### Supplied text
* * * * * * *

When the function needs to be able to accept as many arguments as needed, using the star symbol with the word args creates a tuple called args made up of all the values provided to the function when it is called. This args tuple can then be used in the body of the function.  

In [20]:
def sum_all(*args):
    """Sum all values in *args together"""
    sum_all = 0
    for num in args:
        sum_all += num
    return sum_all

sum_all(5,6,7,8,9,10)

45

#### Flexible Arguments: ** kwargs
Using a double star to pass an arbitrary number of keyword arguments (kwargs), or arguments that are preceeded by identifiers. Using the double star and the parameter kwargs turns the identifier keyword pairs into a dictionary named kwargs into the function body.

In [23]:
def print_all(**kwargs):
    """Print out the key-value pairs in **kwargs"""
    for key, value in kwargs.items():
        print(key + ": " + value)

print_all(name = 'Janine', job = 'Mom')

* * * * * * *

### Records for processing
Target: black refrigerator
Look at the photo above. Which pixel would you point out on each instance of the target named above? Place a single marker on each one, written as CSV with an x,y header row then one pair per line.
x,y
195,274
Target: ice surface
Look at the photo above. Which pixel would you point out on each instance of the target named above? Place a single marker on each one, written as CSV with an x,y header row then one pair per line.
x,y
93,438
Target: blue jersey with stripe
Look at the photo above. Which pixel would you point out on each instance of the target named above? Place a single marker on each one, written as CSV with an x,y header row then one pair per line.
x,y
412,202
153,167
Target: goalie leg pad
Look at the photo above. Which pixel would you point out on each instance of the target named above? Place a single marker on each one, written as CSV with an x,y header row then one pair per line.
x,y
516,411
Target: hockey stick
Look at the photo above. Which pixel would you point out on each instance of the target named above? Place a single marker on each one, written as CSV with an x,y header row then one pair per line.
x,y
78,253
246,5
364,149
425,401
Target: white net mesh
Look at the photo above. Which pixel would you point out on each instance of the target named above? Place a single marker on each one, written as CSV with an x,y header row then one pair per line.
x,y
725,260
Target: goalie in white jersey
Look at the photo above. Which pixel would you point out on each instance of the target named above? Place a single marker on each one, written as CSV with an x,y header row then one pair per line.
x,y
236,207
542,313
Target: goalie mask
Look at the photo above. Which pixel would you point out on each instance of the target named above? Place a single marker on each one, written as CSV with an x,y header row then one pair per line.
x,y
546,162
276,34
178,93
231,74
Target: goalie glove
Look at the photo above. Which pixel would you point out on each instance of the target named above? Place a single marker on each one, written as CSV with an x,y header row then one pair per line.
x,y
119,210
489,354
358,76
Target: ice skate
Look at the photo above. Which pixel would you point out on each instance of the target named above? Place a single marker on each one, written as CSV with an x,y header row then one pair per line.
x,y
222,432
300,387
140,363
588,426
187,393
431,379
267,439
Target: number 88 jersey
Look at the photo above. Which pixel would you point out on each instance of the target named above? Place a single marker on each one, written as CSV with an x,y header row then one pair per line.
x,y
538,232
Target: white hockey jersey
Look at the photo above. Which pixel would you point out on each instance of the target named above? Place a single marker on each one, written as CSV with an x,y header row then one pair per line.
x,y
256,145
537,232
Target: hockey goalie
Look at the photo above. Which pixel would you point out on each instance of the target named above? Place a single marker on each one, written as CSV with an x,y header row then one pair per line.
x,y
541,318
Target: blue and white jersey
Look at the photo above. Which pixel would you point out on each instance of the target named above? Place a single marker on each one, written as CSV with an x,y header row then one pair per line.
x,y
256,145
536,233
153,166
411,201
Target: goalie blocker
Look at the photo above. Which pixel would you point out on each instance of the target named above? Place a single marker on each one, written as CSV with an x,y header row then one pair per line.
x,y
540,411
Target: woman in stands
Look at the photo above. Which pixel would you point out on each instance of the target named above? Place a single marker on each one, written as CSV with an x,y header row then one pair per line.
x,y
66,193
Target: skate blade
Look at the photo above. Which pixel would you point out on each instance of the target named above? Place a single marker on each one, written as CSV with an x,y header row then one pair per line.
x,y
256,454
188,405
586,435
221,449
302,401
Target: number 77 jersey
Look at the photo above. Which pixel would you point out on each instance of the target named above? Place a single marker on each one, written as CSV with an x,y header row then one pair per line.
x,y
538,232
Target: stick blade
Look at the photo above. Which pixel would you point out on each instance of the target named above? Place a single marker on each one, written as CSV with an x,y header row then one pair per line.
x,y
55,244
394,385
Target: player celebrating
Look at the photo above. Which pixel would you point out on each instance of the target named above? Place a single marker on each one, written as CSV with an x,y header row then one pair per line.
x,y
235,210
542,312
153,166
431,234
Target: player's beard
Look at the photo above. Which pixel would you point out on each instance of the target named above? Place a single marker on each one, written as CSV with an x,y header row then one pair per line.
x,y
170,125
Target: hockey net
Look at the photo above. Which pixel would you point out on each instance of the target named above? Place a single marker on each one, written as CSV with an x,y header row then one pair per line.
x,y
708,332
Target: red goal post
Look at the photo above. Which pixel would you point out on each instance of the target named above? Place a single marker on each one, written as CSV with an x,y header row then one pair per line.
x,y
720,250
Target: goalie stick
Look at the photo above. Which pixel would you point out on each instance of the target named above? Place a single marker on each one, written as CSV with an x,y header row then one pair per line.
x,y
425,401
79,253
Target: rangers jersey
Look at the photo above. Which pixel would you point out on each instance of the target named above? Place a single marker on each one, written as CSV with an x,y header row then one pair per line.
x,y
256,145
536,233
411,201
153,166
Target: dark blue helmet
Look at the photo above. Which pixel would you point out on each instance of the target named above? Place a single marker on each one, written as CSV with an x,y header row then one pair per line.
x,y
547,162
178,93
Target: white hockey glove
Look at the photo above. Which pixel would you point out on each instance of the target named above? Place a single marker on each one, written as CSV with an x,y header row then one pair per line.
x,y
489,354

* * * * * * *

### Task instructions
[A] Summarize the Python excerpt in two sentences.
[B] Please find every line in the entries that contains the word "blue" and copy each one out.

### Answers to the exercise
[A] Writing a star before the parameter name args collects all the values passed to a function into a tuple called args, which the function body can then use, as a sum_all function does to add its arguments together. Writing a double star before kwargs turns an arbitrary number of identifier-keyword pairs into a dictionary named kwargs inside the function body.

[B]
Target: blue jersey with stripe
Target: blue and white jersey
Target: dark blue helmet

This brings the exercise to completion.